**REQUIREMENT:** Output the data below as a Markdown table with two columns, Number and Entry. Put each non-blank line in its own row and skip blank lines.
***** DATASET EXTRACT *****
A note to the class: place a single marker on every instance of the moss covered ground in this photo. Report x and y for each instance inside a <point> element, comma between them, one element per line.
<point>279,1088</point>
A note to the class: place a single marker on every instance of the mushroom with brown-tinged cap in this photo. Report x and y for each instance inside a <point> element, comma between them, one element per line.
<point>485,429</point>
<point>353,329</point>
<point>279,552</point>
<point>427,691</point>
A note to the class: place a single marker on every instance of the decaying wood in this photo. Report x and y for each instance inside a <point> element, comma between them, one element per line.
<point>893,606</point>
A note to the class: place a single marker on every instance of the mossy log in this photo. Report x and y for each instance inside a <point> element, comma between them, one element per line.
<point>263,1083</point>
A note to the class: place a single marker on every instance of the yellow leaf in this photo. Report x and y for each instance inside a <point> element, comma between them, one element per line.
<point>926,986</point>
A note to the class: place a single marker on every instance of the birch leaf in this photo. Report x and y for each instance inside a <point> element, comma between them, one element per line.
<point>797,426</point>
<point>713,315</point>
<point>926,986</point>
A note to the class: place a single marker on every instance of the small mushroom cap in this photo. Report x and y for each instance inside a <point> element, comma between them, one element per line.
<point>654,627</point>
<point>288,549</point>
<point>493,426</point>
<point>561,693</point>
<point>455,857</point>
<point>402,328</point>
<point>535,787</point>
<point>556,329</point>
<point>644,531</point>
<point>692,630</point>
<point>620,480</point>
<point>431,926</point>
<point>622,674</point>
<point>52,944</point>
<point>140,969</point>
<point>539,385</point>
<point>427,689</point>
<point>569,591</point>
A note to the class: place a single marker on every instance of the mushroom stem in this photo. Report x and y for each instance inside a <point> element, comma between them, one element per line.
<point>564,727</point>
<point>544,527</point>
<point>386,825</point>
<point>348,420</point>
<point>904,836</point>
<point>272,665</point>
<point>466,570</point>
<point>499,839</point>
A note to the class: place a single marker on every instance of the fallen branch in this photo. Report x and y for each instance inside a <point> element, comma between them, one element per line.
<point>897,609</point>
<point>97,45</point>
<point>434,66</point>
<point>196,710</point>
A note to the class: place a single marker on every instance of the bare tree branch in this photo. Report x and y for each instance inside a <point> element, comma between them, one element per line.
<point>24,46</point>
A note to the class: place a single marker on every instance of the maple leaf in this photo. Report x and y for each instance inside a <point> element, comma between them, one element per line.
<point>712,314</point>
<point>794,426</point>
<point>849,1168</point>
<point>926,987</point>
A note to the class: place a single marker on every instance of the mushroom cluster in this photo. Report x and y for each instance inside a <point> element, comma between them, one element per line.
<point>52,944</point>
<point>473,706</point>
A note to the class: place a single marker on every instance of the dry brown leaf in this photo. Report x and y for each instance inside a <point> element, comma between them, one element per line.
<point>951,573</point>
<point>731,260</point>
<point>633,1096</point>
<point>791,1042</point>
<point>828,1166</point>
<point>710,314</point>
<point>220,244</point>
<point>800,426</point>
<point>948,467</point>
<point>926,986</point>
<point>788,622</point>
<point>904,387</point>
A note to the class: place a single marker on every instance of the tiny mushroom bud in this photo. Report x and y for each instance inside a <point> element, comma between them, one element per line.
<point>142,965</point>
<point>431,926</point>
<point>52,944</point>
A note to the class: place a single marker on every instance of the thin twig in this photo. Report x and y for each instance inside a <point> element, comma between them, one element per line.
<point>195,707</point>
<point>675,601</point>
*****
**TASK ANSWER:**
| Number | Entry |
|---|---|
| 1 | A note to the class: place a single marker on every instance of the moss covered ground in this photo. Report x and y for each instance inside a <point> element, comma between them, one element per line. |
| 2 | <point>279,1088</point> |
| 3 | A note to the class: place a single marker on every instance of the mushroom with brown-tinged cap in this photo. Report x and y for each instance inside a <point> element, comma between them, one element per line. |
| 4 | <point>485,429</point> |
| 5 | <point>353,329</point> |
| 6 | <point>279,552</point> |
| 7 | <point>427,691</point> |
| 8 | A note to the class: place a single marker on every instance of the decaying wood in this photo. Report x and y for each instance inside a <point> element, comma between them, one element per line. |
| 9 | <point>893,606</point> |
| 10 | A note to the class: place a single marker on every instance of the mossy log in this photo. Report x and y for each instance inside a <point> element, comma between them, one element per line. |
| 11 | <point>263,1083</point> |
| 12 | A note to the class: place a single marker on every instance of the yellow leaf in this photo. Report x and y for each instance inside a <point> element, comma between them, one element per line. |
| 13 | <point>926,986</point> |
| 14 | A note to the class: place a single marker on every instance of the birch leaf in this photo. Report x and y for each instance inside a <point> element, comma between them, one element per line. |
| 15 | <point>797,426</point> |
| 16 | <point>713,315</point> |
| 17 | <point>926,986</point> |
| 18 | A note to the class: place a single marker on every instance of the small mushroom cap in this photo. Report x and y for each instance inside a <point> element, comma between them, one element per line. |
| 19 | <point>654,627</point> |
| 20 | <point>288,549</point> |
| 21 | <point>493,426</point> |
| 22 | <point>561,693</point> |
| 23 | <point>455,857</point> |
| 24 | <point>402,328</point> |
| 25 | <point>535,787</point> |
| 26 | <point>556,329</point> |
| 27 | <point>644,531</point> |
| 28 | <point>692,630</point> |
| 29 | <point>620,480</point> |
| 30 | <point>431,926</point> |
| 31 | <point>622,674</point> |
| 32 | <point>52,944</point> |
| 33 | <point>140,969</point> |
| 34 | <point>539,385</point> |
| 35 | <point>427,689</point> |
| 36 | <point>569,591</point> |
| 37 | A note to the class: place a single marker on every instance of the mushroom stem in this photo. Report x and y for each instance inside a <point> element, comma between them, one element per line. |
| 38 | <point>564,727</point> |
| 39 | <point>544,527</point> |
| 40 | <point>386,825</point> |
| 41 | <point>348,420</point> |
| 42 | <point>904,836</point> |
| 43 | <point>272,665</point> |
| 44 | <point>466,570</point> |
| 45 | <point>499,839</point> |
| 46 | A note to the class: place a single marker on every instance of the fallen branch in this photo. Report x and y for each instance inside a <point> element, comma between them, one element per line. |
| 47 | <point>897,609</point> |
| 48 | <point>97,45</point> |
| 49 | <point>434,66</point> |
| 50 | <point>196,710</point> |
| 51 | A note to the class: place a single marker on every instance of the bare tree branch in this photo. Report x and y for each instance inside a <point> element, comma between them, one element per line. |
| 52 | <point>24,46</point> |
| 53 | A note to the class: place a single marker on every instance of the maple leaf in this photo. Report x and y for each instance inside a <point> element, comma between them, one element per line. |
| 54 | <point>712,314</point> |
| 55 | <point>794,426</point> |
| 56 | <point>849,1168</point> |
| 57 | <point>926,987</point> |
| 58 | A note to the class: place a single marker on every instance of the mushroom cluster in this photo. Report x and y for each instance inside a <point> element, comma between them, one element per line. |
| 59 | <point>52,944</point> |
| 60 | <point>473,706</point> |
| 61 | A note to the class: place a single marker on every instance of the dry brown leaf in this photo. Report x and y for each instance inside a <point> element, comma between them, one element per line. |
| 62 | <point>951,573</point> |
| 63 | <point>731,260</point> |
| 64 | <point>633,1096</point> |
| 65 | <point>791,1042</point> |
| 66 | <point>828,1166</point> |
| 67 | <point>710,314</point> |
| 68 | <point>220,244</point> |
| 69 | <point>800,426</point> |
| 70 | <point>948,467</point> |
| 71 | <point>926,986</point> |
| 72 | <point>788,622</point> |
| 73 | <point>904,387</point> |
| 74 | A note to the class: place a single marker on every instance of the tiny mushroom bud in this photo. Report x and y for each instance inside a <point> element, comma between them, one element per line. |
| 75 | <point>142,965</point> |
| 76 | <point>431,926</point> |
| 77 | <point>52,944</point> |
| 78 | A note to the class: place a single marker on every instance of the thin twig in this photo. Report x and y for each instance inside a <point> element, comma between them, one element per line. |
| 79 | <point>195,707</point> |
| 80 | <point>675,601</point> |